• [ITEMS]
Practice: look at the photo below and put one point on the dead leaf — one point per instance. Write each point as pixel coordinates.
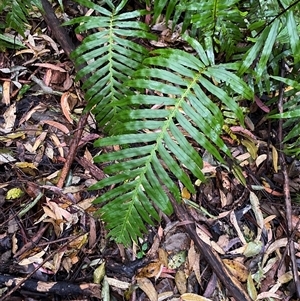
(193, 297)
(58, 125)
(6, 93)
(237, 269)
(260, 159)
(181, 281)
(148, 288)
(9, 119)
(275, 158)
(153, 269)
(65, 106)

• [WRITTEN TASK]
Print every line of the material above verbatim, leaving out the picture.

• [WRITTEN RESPONSE]
Practice: look at the photo below and put one point on the dead leaf — one point per instance. Write each point as pixel coordinates.
(193, 297)
(58, 125)
(6, 93)
(237, 269)
(260, 159)
(181, 281)
(148, 288)
(9, 119)
(275, 158)
(153, 269)
(65, 106)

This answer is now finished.